• [Page extract]:
○ ○ ○

Graphs Flashcards
Graph
A set of vertices connected pairwise by edges.
Path
A sequence of vertices connected by edges.
Cycle
Path whose first and last vertices are the same.
Connected vertices
Two vertices are connected if there is a path between them.
Euler Tour
A cycle that uses each edge exactly once.
Hamilton tour
A cycle that uses each vertex exactly once.
Planar Graph
A graph that can be embedded in the plane.
I.e., it can be drawn on the plane in such a way that its edges intersect only at their endpoints.
I.e. it can be drawn in such a way that no edges cross each other.
Isomorphic Graphs
When two adjacency lists represent the same graph.
Sparse graphs
Graphs that have a huge number of vertices, but a small average vertex degree.
Describe
the Depth-first Search algorithm
DFS (to visit a vertex v)
- Mark v as visited.
- Recursively visit all unmarked vertices w adjacent to v.
2 Applications of Depth-first search
- Find all vertices connected to a given source vertex.

○ ○ ○

• [Data section]:
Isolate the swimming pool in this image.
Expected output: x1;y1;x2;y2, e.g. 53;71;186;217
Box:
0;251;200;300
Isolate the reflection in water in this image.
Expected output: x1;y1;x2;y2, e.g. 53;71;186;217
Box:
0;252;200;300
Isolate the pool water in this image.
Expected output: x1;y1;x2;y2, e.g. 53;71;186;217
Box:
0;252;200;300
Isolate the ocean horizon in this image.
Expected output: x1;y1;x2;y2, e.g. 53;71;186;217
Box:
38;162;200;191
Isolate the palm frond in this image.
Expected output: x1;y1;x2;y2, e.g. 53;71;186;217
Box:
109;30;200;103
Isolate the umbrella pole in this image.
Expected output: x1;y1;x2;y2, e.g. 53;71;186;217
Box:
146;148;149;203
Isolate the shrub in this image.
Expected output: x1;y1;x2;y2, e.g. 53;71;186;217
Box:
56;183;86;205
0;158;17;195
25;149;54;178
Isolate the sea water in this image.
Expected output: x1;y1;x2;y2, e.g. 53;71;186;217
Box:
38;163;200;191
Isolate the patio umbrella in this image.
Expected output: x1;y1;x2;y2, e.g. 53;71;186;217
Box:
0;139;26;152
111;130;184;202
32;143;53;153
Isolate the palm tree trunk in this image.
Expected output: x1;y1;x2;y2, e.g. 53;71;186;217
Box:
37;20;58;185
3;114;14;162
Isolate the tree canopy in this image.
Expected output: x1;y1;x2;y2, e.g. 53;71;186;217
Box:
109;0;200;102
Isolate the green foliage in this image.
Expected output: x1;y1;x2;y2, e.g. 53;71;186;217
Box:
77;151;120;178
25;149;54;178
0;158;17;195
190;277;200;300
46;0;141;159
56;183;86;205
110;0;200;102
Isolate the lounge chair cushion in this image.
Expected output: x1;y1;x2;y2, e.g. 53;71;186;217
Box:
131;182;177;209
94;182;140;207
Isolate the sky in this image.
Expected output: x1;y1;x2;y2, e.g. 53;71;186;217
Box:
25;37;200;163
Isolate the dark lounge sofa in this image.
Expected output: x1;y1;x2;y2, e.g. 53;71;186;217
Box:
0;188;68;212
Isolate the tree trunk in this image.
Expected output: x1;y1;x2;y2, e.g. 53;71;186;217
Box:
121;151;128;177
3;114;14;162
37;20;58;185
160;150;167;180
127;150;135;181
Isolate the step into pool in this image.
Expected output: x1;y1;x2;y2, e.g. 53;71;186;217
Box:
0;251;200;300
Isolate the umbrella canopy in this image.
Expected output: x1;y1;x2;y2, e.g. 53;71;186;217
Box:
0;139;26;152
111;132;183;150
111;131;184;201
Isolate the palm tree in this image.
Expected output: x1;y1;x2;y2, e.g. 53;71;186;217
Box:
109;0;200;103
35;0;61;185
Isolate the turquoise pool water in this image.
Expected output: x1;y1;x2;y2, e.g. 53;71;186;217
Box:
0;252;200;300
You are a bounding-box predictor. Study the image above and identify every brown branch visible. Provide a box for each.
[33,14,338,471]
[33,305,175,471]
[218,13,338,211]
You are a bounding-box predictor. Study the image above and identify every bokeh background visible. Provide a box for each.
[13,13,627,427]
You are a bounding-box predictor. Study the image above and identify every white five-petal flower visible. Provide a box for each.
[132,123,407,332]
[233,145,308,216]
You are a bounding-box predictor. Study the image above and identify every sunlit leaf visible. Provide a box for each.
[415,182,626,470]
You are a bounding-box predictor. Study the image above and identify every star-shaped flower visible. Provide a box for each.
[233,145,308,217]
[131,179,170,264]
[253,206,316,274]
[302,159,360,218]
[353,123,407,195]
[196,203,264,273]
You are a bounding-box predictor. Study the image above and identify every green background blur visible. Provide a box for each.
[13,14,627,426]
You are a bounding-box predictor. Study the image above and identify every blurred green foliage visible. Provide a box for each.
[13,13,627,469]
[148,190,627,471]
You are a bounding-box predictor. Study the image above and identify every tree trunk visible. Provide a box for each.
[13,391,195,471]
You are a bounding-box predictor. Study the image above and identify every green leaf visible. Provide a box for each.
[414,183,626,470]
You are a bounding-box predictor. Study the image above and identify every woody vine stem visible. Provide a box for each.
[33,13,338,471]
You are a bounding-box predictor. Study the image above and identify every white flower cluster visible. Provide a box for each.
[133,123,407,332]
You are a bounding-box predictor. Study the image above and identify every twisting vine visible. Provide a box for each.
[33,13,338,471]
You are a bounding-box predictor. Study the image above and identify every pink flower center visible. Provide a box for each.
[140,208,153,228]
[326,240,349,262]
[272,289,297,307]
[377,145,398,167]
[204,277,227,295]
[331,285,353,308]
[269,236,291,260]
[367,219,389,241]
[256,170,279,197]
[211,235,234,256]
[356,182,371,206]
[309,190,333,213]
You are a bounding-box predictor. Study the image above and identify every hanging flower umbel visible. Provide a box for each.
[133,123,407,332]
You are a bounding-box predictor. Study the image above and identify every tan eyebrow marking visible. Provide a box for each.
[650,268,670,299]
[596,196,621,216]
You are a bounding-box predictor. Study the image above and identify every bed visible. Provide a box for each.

○ ○ ○

• [Tasks to perform]:
(A) In the graphs flashcards, what is a Hamilton tour?
(B) From the graphs flashcards, reproduce the part that opens with the words containing "Connected vertices" and closes with "in the plane.".

• [Exercise results]:
(A) A cycle that uses each vertex exactly once.

(B)
Connected vertices
Two vertices are connected if there is a path between them.
Euler Tour
A cycle that uses each edge exactly once.
Hamilton tour
A cycle that uses each vertex exactly once.
Planar Graph
A graph that can be embedded in the plane.